> [Article]
******************************

# FS: 260g acrylic tank from Cal Aquaria"PICS UP"



## skrick (Apr 25, 2010)

Selling my lovely acrylic 260g tank made from the pros at CalAquaria in California comes with stand and light $1500 pics come tonight 6ft tank and 32" foot print awesome for monster fish and 6' long NO Scratches JUST THE TANK AND LIGHTS FOR $1500 Pumps and acc are EXTRA

Fluval fx5 x2 180$ each
500w titanium heater with controller 65$
eheim monster 2080 275$
4' coralife light with fans 4 bays 140$
air pumps variety all 35$ eacch


----------



## Searay (Oct 17, 2012)

what do want for the tank


----------



## macframalama (Apr 17, 2012)

dude this thread is hard to read... i dont want you to have to get rid of all your monster fish , now the tank jeez..


----------



## dino (Aug 29, 2011)

It says tank stand light 1500


----------



## hondas3000 (Apr 22, 2010)

That is like a brand new tank you just got a few month ago. I missed another monster fish keeper if you sell every thing Bob.


----------



## skrick (Apr 25, 2010)

For sale ad Clarified


----------



## EvanSong (Apr 4, 2012)

How thick is the plexi glass?


----------



## skrick (Apr 25, 2010)

tank is 1/2" and built right no warping its almost new


----------



## Smiladon (Apr 23, 2010)

waiting for the pics 

I will forward this to my friend. Maybe he might be interested.


----------



## skrick (Apr 25, 2010)

Ok I'll upload so much action on the tank I figured I didn't need too lol


----------



## bonsai dave (Apr 21, 2010)

Here is the link to the tank set up.

******************************

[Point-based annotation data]
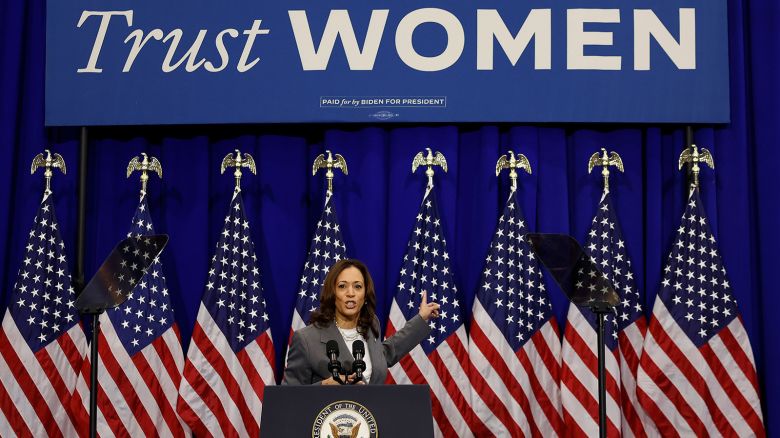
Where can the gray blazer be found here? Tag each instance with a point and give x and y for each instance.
(307, 362)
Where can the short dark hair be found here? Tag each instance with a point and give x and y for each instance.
(325, 315)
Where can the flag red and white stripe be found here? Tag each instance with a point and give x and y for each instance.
(231, 356)
(41, 342)
(624, 335)
(441, 360)
(515, 346)
(140, 358)
(697, 375)
(222, 391)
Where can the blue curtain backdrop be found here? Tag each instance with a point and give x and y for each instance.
(377, 202)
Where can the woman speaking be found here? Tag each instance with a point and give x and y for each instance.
(347, 313)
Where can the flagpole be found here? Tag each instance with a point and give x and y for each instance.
(93, 388)
(81, 213)
(601, 313)
(605, 160)
(688, 144)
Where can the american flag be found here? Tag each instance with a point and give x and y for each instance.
(515, 344)
(441, 360)
(231, 355)
(327, 247)
(141, 358)
(697, 375)
(624, 333)
(42, 343)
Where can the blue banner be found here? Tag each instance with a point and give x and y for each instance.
(125, 62)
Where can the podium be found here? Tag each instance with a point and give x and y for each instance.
(347, 411)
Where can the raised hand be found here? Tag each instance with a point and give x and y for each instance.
(428, 310)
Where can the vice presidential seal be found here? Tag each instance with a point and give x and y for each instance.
(344, 419)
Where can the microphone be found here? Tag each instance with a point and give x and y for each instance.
(358, 366)
(334, 366)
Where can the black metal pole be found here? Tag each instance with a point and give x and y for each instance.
(602, 379)
(688, 136)
(93, 388)
(81, 214)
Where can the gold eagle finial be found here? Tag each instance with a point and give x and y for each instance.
(513, 163)
(605, 161)
(144, 165)
(48, 161)
(238, 161)
(693, 156)
(329, 163)
(429, 160)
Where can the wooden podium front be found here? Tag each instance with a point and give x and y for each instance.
(347, 411)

******************************

> [Stated task A]
Repeat word for word the part of the tank sale thread starting at "## hondas3000 (Apr" and ending at "every thing Bob.".
> [Stated task B]
Write what comes next in the forum thread about the acrylic tank for sale, picking up after its final line.

> [Right answer A]
## hondas3000 (Apr 22, 2010)

That is like a brand new tank you just got a few month ago. I missed another monster fish keeper if you sell every thing Bob.

> [Right answer B]
http://www.bcaquaria.com/forum/tank...n-tank-build-new-pics-video-24641/index3.html


----------



## skrick (Apr 25, 2010)

http://i729.photobucket.com/albums/ww294/skrickett/51086ab6.jpg


----------



## currietom (Oct 10, 2011)

Mind me asking, are you down sizing? or just getting out of it? Just wondering to see if you may be interested in trades for the 2080?


----------



## EvanSong (Apr 4, 2012)

I'm interested in filters and PMed you 2 days ago. Please check your message box.


----------



## skrick (Apr 25, 2010)

ahh ok sorry


----------



## skrick (Apr 25, 2010)

Im not getting out of hobby, I just priorities right now Im keeping my 90G in my office, and maybe putting something in basement. Sting-rays and monsters was hard for me to deal with as I was gone every weekend, and in the summer I was gone and hiring someone to look after my monster's wasn't fair also I lost my favorite pair of rays when I went to florida for 3 weeks I havent been the same since It really bugged me I love my fish that is why Im glad my favourites went to amazing Caring fish keepers and Im glad they will have a good life where I can visit and see them grow as for now Im going to keep what I have going and not wear myself thin also My accident didn't help much Ill tell YA THIS WAS AN EXTREMELY HARD DECISION TO MAKE TRUST ME


----------



## Smiladon (Apr 23, 2010)

Got an update from my friend. He said its a little too big for him. Sorry.
He wants to get a pool table for that space instead 

Bump for a nice tank. 
Definitely not easy to find good stuff like this everyday.


----------



## skrick (Apr 25, 2010)

Tank and fikters all Sold to guy who bought the tank thanks everyone but it went as package


----------



## macframalama (Apr 17, 2012)

nice good for you , i hope it was all worth it boss... you had all the stuff i dream about having one day. glad you got a big chunk sold.. . do you still have the tigerfish and armatus?


skrick said:


> Tank and fikters all Sold to guy who bought the tank thanks everyone but it went as package


----------



## macframalama (Apr 17, 2012)

pool table??? sounds like someone has the priorities a lil mixed up lol everytime i see a pool table in someones house i think to myself, a 5 x 8 fish tank could be sitting right there...



Smiladon said:


> Got an update from my friend. He said its a little too big for him. Sorry.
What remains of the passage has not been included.